> WRITTEN TASK 1: Translate this sentence from the antenna thread into Spanish: "In order for this to work, you need to know the ACTUAL on-air channel the digital station is on."
> WRITTEN TASK 2: Reproduce the antenna thread from "Thanks, but if" up to and including "manually add them.".

> SOURCE:
###
# How to get all available OTA digital channels



## rynning

My father-in-law lives in a rural area without cable or dish and just got an HD TV ("Element" but I think this applies to most of them). All but one digital channel according to antennaWeb.org are located to the east. So with his old directional antenna pointing to the east his TV will scan and find all but that one channel and map them as subs. If I type in the missing digital channel (in this case 6.1), it obviously can't tune to it because it was never mapped correctly. If I type in the "true" frequency, it won't tune to that either because the TV thinks it's an analog channel. (Am I right?)

Is there anyway to tune to that missing digital channel without rescanning with the antenna pointing to its location? Is his only option to get a multi-directional antenna?

(I don't believe this TV has a way to "add" channels which might try to scan for subs. It only has a way to "skip" channels that shows the analog and digital ones it has already mapped.)


----------



## gfrang

You can try to scan it over.my tv lets you to add channels
the problem might be that the sub might not be live. Digital channels are still in transistion
and go on and off reg.


----------



## rynning

Thanks, but if the digital channel is working and can only be successfully scanned when the antenna is pointed to it, is there a way to tune to it without re-scanning for all channels?

In other words, can I get this TV to tune to a digital channel without scanning for all digital channels?


----------



## scooper

Depends on the TV. Some TVs/tuners will let you add a channel manually. In order for this to work, you need to know the ACTUAL on-air channel the digital station is on. After you do the scan for the majority, rotate the antenna to receive the strays and manually add them.

www.antennaweb.org should be able to give you an idea of the info required.


----------



## gfrang

Yea i look deep in the instruction manual to see if there is a way to add channels.
###
> PROVIDED DATA:
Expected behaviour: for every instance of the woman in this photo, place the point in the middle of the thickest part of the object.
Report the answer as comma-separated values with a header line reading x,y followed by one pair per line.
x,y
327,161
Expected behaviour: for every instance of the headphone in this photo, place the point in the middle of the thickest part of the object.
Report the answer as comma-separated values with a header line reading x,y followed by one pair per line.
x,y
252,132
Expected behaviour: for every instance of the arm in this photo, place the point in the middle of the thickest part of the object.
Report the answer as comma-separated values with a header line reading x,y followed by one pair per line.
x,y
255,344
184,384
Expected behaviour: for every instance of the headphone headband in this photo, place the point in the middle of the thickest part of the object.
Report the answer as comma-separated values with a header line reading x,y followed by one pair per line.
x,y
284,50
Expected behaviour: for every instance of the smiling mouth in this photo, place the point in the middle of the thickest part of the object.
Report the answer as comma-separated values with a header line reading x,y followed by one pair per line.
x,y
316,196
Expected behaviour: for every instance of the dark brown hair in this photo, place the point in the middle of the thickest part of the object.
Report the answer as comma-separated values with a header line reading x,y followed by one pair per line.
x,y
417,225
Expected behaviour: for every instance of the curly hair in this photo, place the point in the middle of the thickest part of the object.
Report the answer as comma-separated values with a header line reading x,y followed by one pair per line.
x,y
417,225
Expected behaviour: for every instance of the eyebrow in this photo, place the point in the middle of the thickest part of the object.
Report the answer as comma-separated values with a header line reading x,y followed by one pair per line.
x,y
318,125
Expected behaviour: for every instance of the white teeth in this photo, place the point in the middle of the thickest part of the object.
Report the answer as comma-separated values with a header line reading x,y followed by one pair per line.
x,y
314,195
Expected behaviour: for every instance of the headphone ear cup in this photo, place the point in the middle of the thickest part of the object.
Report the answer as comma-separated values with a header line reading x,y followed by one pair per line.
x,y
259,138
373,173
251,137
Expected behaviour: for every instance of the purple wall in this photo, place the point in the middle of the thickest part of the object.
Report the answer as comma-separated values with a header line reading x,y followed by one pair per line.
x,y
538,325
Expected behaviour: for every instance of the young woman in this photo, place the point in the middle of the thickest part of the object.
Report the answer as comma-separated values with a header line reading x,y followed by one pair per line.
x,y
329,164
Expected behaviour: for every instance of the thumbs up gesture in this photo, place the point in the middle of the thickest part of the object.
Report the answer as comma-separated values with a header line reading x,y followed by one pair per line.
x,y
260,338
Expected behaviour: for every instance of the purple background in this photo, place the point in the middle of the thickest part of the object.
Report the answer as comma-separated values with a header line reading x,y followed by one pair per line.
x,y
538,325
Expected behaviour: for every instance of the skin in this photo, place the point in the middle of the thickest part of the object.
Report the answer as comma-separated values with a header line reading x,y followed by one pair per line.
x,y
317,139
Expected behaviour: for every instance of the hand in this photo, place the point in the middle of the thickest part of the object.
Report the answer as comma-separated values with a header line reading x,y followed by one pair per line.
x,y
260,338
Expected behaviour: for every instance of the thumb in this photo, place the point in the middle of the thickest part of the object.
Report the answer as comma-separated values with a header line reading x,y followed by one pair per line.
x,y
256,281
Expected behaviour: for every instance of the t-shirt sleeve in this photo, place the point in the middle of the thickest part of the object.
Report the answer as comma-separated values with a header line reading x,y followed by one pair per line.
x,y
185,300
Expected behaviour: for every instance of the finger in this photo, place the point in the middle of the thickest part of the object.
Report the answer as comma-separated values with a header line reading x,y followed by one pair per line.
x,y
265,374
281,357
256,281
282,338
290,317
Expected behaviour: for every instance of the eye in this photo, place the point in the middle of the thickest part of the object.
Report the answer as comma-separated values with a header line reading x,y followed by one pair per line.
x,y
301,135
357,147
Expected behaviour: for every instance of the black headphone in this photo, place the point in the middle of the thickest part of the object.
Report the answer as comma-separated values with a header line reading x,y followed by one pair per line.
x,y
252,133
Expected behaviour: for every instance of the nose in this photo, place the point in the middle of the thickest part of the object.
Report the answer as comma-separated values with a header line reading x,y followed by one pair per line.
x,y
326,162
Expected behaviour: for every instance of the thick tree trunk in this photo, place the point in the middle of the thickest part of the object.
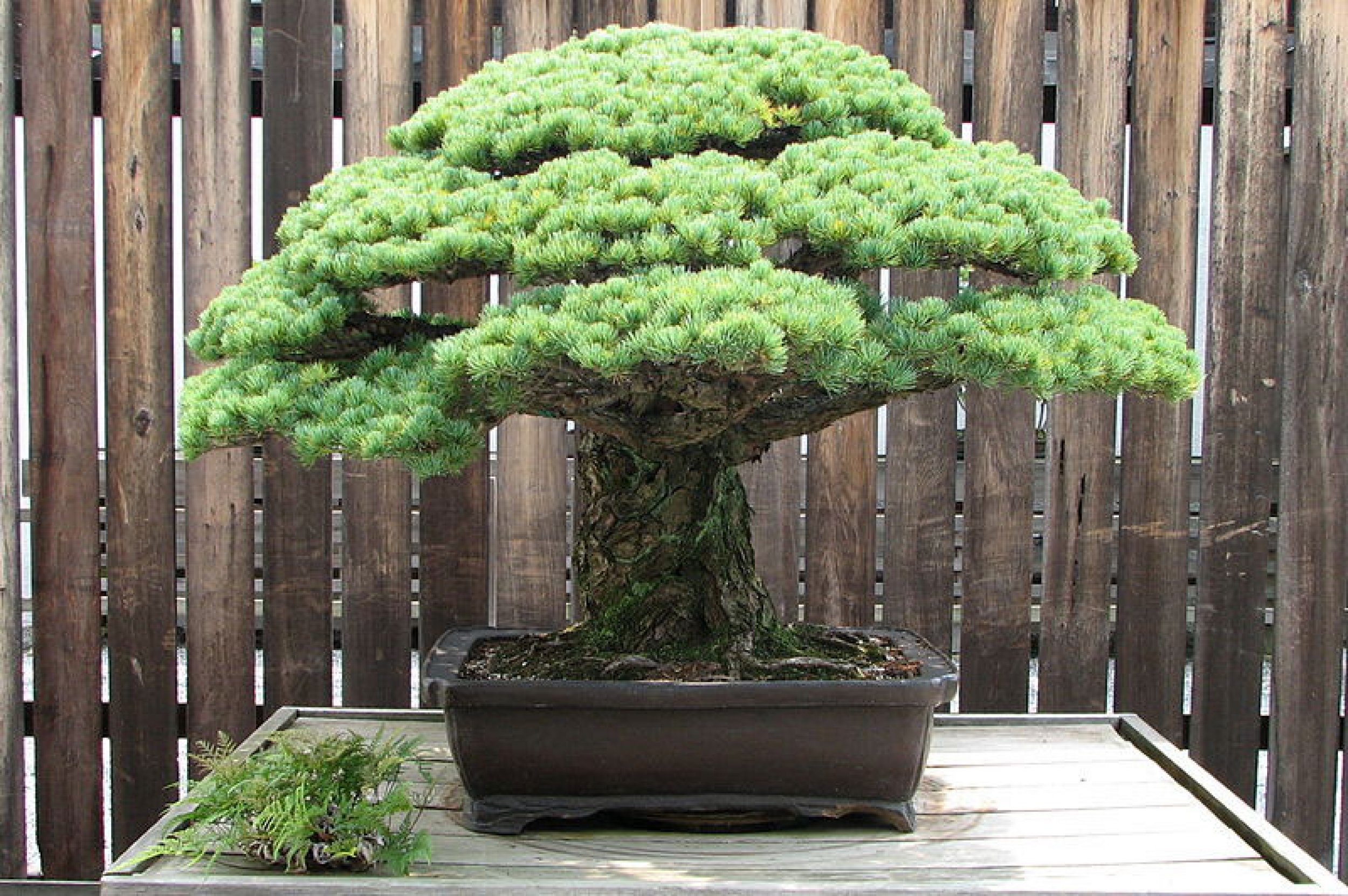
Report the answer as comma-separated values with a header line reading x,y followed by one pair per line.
x,y
664,563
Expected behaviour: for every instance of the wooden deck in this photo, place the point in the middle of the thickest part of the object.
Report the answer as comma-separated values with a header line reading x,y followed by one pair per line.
x,y
1010,805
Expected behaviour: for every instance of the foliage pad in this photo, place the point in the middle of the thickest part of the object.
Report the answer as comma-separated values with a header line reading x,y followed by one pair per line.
x,y
688,219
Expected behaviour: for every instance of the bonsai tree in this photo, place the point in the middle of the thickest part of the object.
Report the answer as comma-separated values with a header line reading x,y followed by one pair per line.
x,y
688,219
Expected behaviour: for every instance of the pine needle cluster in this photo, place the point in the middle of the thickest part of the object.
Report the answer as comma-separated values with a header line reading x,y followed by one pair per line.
x,y
692,215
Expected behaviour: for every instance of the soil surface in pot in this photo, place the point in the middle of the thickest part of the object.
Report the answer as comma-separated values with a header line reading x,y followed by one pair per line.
x,y
823,654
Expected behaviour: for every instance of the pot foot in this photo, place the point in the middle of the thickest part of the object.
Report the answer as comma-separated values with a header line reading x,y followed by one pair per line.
x,y
711,814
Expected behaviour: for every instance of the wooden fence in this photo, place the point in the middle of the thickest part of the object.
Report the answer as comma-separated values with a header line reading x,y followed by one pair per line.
x,y
1111,577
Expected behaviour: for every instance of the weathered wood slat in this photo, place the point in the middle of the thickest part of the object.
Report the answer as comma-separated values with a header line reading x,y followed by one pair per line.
x,y
1136,818
999,437
12,824
840,473
692,14
530,514
138,231
66,620
1313,499
1241,399
921,437
455,509
376,495
1153,499
600,14
1079,516
219,487
297,539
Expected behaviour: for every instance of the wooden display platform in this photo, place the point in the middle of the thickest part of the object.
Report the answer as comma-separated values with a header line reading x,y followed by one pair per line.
x,y
1010,805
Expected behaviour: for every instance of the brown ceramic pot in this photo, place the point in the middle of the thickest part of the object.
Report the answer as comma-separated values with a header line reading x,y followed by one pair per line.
x,y
532,749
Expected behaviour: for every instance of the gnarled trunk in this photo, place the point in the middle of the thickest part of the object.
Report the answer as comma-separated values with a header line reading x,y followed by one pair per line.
x,y
664,565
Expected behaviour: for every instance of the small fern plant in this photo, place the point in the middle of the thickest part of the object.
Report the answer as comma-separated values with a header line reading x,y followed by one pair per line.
x,y
304,803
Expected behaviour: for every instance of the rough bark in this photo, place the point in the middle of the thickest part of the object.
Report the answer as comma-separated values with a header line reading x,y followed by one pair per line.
x,y
664,560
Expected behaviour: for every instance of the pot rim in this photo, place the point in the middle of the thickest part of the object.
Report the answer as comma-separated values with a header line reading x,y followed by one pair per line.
x,y
934,685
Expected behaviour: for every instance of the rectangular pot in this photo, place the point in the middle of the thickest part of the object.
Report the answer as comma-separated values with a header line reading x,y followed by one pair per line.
x,y
533,749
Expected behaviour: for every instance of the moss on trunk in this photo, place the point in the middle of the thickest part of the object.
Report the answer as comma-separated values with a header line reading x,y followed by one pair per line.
x,y
664,561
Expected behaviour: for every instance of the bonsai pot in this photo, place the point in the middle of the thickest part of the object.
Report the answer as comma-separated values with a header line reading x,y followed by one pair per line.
x,y
532,749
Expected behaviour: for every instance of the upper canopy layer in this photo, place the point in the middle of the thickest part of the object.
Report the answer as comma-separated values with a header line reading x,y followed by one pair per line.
x,y
662,91
694,211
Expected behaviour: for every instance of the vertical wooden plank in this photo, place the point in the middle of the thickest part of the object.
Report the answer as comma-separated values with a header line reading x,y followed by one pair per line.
x,y
921,432
1313,498
600,14
774,484
1079,518
1241,399
455,509
530,514
66,617
1154,493
220,484
138,238
999,426
376,495
14,837
840,490
297,523
692,14
773,14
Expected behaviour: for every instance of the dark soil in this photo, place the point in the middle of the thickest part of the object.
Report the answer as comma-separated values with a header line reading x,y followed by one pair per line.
x,y
826,655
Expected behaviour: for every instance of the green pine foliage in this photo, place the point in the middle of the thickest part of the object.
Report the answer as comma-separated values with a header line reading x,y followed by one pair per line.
x,y
657,92
693,212
304,803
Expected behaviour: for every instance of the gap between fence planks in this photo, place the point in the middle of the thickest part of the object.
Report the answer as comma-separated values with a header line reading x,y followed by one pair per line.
x,y
63,382
1312,554
14,840
219,485
840,472
138,230
1079,516
1241,399
455,509
530,514
921,441
297,534
692,14
1153,498
376,495
999,426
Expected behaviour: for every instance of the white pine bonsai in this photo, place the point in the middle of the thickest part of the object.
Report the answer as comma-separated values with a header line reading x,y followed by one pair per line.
x,y
632,184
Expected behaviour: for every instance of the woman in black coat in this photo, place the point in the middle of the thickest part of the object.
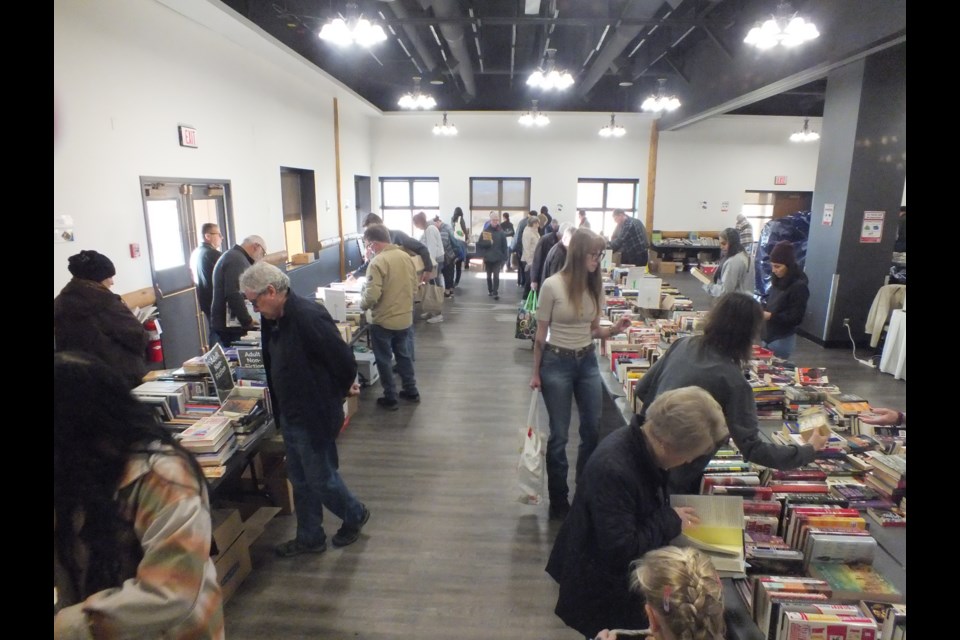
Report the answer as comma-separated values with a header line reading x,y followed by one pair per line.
x,y
787,302
621,510
88,317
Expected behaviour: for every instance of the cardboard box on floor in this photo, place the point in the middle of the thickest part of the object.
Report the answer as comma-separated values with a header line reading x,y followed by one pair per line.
x,y
233,537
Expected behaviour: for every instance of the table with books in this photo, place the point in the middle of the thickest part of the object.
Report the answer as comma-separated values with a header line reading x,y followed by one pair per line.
x,y
824,545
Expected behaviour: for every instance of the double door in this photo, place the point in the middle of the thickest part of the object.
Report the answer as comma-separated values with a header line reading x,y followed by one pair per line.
x,y
175,211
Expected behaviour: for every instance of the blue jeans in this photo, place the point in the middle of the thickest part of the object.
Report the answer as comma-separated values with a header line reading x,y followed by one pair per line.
x,y
396,342
782,347
563,379
312,466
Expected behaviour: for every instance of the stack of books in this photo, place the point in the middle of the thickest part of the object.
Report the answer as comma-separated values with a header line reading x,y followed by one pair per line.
x,y
888,475
212,441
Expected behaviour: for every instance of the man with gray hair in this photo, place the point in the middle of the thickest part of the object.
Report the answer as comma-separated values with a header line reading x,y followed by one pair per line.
x,y
230,317
388,295
310,370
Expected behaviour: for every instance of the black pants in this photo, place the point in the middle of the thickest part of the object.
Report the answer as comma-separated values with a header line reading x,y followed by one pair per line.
x,y
448,275
493,276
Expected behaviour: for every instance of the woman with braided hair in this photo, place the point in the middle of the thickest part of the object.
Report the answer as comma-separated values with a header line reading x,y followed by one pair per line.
x,y
682,594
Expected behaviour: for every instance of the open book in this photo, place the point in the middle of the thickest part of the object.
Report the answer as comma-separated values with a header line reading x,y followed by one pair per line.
x,y
720,532
701,276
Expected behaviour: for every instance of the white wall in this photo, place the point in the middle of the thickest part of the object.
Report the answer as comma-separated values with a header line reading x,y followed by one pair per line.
x,y
496,145
127,72
716,160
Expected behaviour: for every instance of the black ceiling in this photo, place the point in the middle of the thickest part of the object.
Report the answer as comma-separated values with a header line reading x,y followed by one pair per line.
x,y
483,50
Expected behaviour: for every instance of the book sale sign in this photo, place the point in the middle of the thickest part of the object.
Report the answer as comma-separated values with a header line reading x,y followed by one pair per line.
x,y
872,230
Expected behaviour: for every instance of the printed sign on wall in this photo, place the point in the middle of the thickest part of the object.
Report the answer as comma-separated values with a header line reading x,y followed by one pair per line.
x,y
872,229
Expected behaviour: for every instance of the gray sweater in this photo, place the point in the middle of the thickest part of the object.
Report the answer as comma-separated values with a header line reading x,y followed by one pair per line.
x,y
690,362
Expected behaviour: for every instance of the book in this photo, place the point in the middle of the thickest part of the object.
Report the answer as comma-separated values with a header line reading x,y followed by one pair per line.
x,y
891,517
855,582
798,625
239,406
836,547
720,532
701,276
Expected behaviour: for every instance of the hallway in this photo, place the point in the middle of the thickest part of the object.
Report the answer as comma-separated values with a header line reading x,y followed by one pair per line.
x,y
448,551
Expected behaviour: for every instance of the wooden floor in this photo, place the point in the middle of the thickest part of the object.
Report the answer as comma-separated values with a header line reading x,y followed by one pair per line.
x,y
448,551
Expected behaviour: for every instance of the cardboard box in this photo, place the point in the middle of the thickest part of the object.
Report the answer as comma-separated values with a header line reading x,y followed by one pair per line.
x,y
302,258
233,565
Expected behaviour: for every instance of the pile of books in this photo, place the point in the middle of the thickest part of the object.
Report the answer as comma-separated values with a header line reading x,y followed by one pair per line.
x,y
212,441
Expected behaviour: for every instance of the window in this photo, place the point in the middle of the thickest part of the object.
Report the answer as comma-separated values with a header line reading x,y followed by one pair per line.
x,y
511,195
599,197
401,198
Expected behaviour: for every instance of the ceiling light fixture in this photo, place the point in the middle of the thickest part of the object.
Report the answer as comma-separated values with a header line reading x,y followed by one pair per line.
x,y
416,99
534,118
613,130
660,101
805,135
444,128
548,77
352,29
785,28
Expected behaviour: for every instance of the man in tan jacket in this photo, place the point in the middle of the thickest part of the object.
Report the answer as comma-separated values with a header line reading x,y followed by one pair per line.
x,y
388,294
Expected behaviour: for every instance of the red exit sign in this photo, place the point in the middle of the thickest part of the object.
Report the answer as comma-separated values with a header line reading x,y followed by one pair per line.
x,y
188,136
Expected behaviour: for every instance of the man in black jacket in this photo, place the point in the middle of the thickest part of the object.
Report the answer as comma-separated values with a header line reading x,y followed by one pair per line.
x,y
620,510
202,262
230,318
310,370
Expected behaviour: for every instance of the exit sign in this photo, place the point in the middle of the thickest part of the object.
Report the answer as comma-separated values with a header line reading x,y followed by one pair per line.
x,y
188,136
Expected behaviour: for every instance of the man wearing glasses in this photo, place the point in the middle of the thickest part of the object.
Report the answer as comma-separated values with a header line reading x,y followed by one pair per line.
x,y
202,262
230,317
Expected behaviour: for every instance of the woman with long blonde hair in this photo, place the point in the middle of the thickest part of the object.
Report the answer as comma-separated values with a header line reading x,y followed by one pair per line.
x,y
564,362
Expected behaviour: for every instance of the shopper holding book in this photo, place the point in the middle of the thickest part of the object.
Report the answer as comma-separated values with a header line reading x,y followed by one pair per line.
x,y
131,516
787,302
715,362
682,596
733,273
621,510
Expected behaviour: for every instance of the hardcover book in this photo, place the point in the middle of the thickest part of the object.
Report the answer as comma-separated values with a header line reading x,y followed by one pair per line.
x,y
855,582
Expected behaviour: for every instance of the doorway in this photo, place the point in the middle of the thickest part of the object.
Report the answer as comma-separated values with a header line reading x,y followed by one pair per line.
x,y
361,189
175,209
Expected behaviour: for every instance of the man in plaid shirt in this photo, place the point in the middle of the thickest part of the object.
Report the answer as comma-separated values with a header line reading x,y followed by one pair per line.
###
> EXPECTED ANSWER 1: Para que esto funcione, necesitas saber el canal de emisión REAL en el que se encuentra la estación digital.

> EXPECTED ANSWER 2:
Thanks, but if the digital channel is working and can only be successfully scanned when the antenna is pointed to it, is there a way to tune to it without re-scanning for all channels?

In other words, can I get this TV to tune to a digital channel without scanning for all digital channels?


----------



## scooper

Depends on the TV. Some TVs/tuners will let you add a channel manually. In order for this to work, you need to know the ACTUAL on-air channel the digital station is on. After you do the scan for the majority, rotate the antenna to receive the strays and manually add them.